Written problem |
Output the lines below as a JSON list of strings, one string per line, skipping any blank lines. Leave the pictures out of the answer.
/---
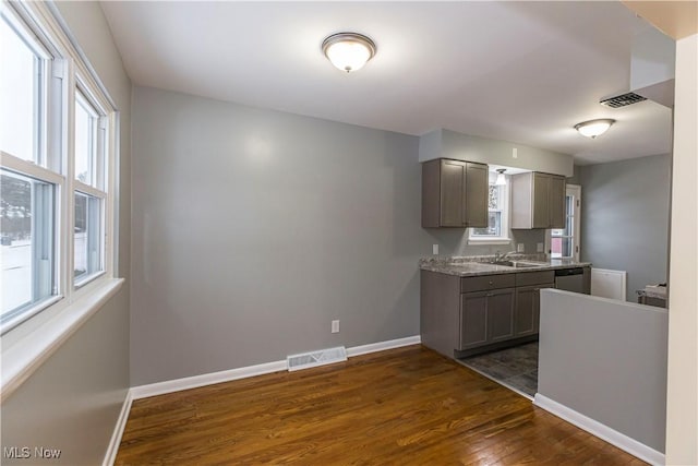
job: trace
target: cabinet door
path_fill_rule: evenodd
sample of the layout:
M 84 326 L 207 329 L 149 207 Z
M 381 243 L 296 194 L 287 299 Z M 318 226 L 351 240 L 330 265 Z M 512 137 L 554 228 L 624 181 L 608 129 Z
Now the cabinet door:
M 541 315 L 541 289 L 554 288 L 555 284 L 522 286 L 516 288 L 514 310 L 514 336 L 537 335 Z
M 514 311 L 514 335 L 526 336 L 538 333 L 537 314 L 540 313 L 540 288 L 524 286 L 516 288 Z
M 565 179 L 563 177 L 550 177 L 550 227 L 565 228 Z
M 488 342 L 496 343 L 514 337 L 514 288 L 488 294 Z
M 550 227 L 550 175 L 533 174 L 533 228 Z
M 465 193 L 465 163 L 442 160 L 441 164 L 441 226 L 462 227 Z
M 460 295 L 460 347 L 469 349 L 488 343 L 489 291 Z
M 465 226 L 485 228 L 490 222 L 488 198 L 490 195 L 490 174 L 488 166 L 466 164 L 466 191 L 464 194 Z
\---
Answer to this task |
[
  "job: trace",
  "target: cabinet door",
  "path_fill_rule: evenodd",
  "sample of the layout:",
  "M 84 326 L 207 329 L 149 207 Z",
  "M 381 243 L 296 194 L 287 299 Z M 318 226 L 351 240 L 330 265 Z M 512 137 L 554 228 L 624 181 L 608 129 Z",
  "Now the cabinet door:",
  "M 541 315 L 541 289 L 554 288 L 555 284 L 522 286 L 516 288 L 514 310 L 514 336 L 537 335 Z",
  "M 514 311 L 514 335 L 526 336 L 538 333 L 537 314 L 540 313 L 540 288 L 524 286 L 516 288 Z",
  "M 565 179 L 563 177 L 550 177 L 550 227 L 565 228 Z",
  "M 488 342 L 496 343 L 514 337 L 514 288 L 488 294 Z",
  "M 550 227 L 550 175 L 533 174 L 533 228 Z",
  "M 465 193 L 465 163 L 442 160 L 441 164 L 441 226 L 462 227 Z",
  "M 460 295 L 460 347 L 469 349 L 488 343 L 489 291 Z",
  "M 465 226 L 485 228 L 490 222 L 488 198 L 490 195 L 490 174 L 488 166 L 466 164 L 466 191 L 464 194 Z"
]